### Text segment
╔══
# Ricotta Cheese Gnocchi



## jvallas (Jul 16, 2013)

Just saw this in an email, and I coincidentally happen to have a small bit of homemade ricotta. It looks so easy and yummy, I may try it for lunch! With spaghetti gravy, though.
http://cooking.nytimes.com/recipes/1013318-ricotta-cheese-gnocchi?em_pos=medium&emc=edit_ck_20160524&nl=cooking&nlid=4413061


----------



## krestiekrew (Aug 24, 2012)

What is spaghetti gravy? (got a feeling I will be sorry I asked this but....)


----------



## jvallas (Jul 16, 2013)

krestiekrew said:


> What is spaghetti gravy? (got a feeling I will be sorry I asked this but....)


Same thing as spaghetti sauce. I have a tendency to use them interchangeably because of an old friend who's Italian (I think "gravy" is what most Italians prefer to call it).


----------



## Cocoa (Jul 23, 2012)

This sounds good. Normally I do not like Gnocchi, but this sound good! I a almost always have homemade Ricotta on hand so I will definitely try it this week. Thanks for posting.


----------



## mairmie (Jun 16, 2011)

Anyone want to share a recipe for homemade Ricotta? I`d love to try making my own. Thanks!


----------



## jvallas (Jul 16, 2013)

mairmie said:


> Anyone want to share a recipe for homemade Ricotta? I`d love to try making my own. Thanks!
╚══
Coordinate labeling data
╔══
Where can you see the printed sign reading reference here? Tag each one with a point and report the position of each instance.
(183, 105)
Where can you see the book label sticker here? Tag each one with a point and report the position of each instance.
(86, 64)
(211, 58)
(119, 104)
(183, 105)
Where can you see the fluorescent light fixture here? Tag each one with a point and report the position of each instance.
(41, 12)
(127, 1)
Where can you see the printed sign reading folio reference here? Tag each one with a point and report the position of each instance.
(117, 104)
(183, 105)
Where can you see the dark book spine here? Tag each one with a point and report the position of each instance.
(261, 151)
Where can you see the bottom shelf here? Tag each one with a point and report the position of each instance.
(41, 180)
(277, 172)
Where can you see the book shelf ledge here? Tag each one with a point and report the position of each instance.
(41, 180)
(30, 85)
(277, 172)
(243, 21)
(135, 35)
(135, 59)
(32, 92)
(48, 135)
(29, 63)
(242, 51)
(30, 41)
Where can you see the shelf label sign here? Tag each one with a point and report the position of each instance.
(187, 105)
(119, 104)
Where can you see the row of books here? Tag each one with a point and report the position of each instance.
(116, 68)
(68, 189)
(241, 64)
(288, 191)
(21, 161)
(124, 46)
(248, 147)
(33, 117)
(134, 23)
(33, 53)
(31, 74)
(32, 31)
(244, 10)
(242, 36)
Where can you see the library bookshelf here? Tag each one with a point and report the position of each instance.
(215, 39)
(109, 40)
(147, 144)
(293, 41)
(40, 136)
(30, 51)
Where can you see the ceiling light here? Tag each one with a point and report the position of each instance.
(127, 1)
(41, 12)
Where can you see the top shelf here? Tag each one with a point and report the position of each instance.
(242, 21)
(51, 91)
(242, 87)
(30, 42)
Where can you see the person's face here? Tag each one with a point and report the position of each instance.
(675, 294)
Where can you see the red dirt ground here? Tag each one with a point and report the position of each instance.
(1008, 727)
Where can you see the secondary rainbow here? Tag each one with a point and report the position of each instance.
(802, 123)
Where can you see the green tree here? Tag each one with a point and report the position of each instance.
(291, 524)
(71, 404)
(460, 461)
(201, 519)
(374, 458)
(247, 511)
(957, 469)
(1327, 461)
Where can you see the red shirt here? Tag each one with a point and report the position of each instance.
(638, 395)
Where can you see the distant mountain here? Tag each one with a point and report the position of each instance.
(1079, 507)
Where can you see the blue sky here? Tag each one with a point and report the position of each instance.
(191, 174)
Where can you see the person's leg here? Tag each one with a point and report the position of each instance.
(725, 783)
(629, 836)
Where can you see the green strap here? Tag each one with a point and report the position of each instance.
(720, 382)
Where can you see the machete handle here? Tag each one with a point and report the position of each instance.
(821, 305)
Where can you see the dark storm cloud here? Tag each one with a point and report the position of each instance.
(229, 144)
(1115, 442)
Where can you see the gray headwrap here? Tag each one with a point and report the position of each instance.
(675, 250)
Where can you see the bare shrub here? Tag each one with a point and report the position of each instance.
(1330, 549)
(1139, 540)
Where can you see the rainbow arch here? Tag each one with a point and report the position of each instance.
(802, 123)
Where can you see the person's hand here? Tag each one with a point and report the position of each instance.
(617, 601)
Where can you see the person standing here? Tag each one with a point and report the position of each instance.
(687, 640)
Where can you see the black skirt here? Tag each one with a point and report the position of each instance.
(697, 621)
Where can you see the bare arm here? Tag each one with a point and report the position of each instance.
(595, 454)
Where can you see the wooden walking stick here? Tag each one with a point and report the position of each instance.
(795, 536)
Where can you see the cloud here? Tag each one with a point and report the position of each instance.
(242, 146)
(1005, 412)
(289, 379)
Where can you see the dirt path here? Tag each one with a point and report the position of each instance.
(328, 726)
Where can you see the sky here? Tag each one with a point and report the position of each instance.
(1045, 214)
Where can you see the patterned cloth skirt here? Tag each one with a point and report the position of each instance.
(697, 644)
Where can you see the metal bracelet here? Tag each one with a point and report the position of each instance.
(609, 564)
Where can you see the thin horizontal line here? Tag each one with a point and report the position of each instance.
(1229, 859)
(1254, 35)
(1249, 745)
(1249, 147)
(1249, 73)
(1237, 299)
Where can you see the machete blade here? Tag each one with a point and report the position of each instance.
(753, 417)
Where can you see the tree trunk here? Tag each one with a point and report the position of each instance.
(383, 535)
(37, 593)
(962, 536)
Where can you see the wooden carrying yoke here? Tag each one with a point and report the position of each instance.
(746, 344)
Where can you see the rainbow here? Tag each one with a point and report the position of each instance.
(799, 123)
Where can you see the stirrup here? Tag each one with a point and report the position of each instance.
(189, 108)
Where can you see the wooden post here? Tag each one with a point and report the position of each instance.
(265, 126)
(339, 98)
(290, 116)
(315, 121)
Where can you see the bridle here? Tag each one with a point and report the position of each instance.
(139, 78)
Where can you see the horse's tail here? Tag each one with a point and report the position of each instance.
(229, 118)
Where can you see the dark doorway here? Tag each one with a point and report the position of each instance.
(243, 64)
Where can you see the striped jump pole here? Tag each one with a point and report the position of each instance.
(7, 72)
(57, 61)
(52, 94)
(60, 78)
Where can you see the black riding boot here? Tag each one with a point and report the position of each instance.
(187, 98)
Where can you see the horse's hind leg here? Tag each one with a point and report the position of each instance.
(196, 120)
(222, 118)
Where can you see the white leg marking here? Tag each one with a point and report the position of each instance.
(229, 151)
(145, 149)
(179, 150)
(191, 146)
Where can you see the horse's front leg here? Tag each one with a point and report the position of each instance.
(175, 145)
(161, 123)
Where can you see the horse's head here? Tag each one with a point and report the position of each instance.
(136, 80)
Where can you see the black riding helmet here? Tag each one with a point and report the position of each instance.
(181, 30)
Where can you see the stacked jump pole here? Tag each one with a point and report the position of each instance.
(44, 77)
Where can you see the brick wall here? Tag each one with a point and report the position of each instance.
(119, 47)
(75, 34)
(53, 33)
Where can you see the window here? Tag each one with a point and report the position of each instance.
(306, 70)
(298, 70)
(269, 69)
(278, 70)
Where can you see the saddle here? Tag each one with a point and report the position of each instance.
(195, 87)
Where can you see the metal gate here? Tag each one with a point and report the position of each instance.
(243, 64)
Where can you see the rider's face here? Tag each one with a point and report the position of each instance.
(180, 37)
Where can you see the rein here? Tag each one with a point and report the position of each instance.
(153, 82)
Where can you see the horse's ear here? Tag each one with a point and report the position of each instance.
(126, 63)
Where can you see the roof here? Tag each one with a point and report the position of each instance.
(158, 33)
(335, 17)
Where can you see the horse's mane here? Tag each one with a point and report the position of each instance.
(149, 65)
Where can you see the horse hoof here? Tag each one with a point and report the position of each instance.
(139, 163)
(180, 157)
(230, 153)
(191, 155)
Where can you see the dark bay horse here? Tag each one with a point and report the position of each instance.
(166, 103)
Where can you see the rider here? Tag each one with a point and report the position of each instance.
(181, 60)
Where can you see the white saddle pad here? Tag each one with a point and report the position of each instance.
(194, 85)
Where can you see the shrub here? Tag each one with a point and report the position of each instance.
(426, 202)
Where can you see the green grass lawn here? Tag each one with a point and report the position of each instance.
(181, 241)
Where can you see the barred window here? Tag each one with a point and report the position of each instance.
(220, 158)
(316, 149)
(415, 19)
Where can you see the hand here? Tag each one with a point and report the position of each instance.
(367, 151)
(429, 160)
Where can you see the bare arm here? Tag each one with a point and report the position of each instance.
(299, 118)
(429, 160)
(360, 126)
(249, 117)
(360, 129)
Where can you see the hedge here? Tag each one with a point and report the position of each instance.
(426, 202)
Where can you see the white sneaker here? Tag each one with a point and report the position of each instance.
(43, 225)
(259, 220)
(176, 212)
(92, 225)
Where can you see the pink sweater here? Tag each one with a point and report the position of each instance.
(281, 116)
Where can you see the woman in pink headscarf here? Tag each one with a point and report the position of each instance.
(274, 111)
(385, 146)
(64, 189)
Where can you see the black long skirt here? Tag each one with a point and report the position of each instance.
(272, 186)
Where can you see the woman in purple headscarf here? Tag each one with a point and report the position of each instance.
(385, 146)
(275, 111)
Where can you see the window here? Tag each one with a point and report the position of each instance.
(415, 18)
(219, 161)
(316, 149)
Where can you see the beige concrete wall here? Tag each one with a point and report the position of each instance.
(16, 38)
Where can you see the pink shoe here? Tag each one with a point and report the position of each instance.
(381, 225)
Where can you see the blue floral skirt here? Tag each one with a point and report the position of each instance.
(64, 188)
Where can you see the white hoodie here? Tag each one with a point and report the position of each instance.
╚══
### Tasks to perform
1. In the ricotta gnocchi thread, what does jvallas say spaghetti gravy is?
2. Carry on the ricotta gnocchi thread from the point where it stops.

### Answers per task
1. The same thing as spaghetti sauce.

2.
I made it kind of accidentally when I goofed while making some homemade yogurt, so I'm not exactly sure what I'd done. But the whey from the yogurt-making curdled the milk. I then put it into one of my yogurt draining bags (for making Greek yogurt or what's called yogurt cheese) and let it drain pretty dry. It was great in the gnocchi, which I did make yesterday.

The real way, though, is to add whey or lemon juice to heated milk to curdle it, then drain it. This is just the gist of it. Do look it up online for the particulars.


----------



## Zlata (Feb 21, 2012)

Yum, I'm hungry.


----------



## jeanne63 (Mar 14, 2014)

Well, holy cow, after all this time this is the first time I've ever seen a recipe! Eureka!


----------



## jvallas (Jul 16, 2013)

jeanne63 said:


> Well, holy cow, after all this time this is the first time I've ever seen a recipe! Eureka!


Hahaha! Is that because of the new format? Did you go exploring? I always hesitate putting a recipe in the recipe category instead of chit-chat, because I figure way fewer people know it exists.

I did look for a ricotta recipe, & the 1st I found looks good: http://www.thekitchn.com/how-to-make-homemade-ricotta-cheese-cooking-lessons-from-the-kitchn-23326

It then occurred to me to mention you can make cottage cheese similarly. And a little more complicated, mozzarella.


----------



## krestiekrew (Aug 24, 2012)

jvallas said:


> Same thing as spaghetti sauce. I have a tendency to use them interchangeably because of an old friend who's Italian (I think "gravy" is what most Italians prefer to call it).


LOL! I figured that's what it would be, but I just had to ask. Didn't want to miss out on a new gravy.


----------



## pamjlee (Mar 11, 2012)

Looks good! I have only made gnoochi once but not with ricotta, with potatoes.


----------



## pamjlee (Mar 11, 2012)

jeanne63 said:


> Well, holy cow, after all this time this is the first time I've ever seen a recipe! Eureka!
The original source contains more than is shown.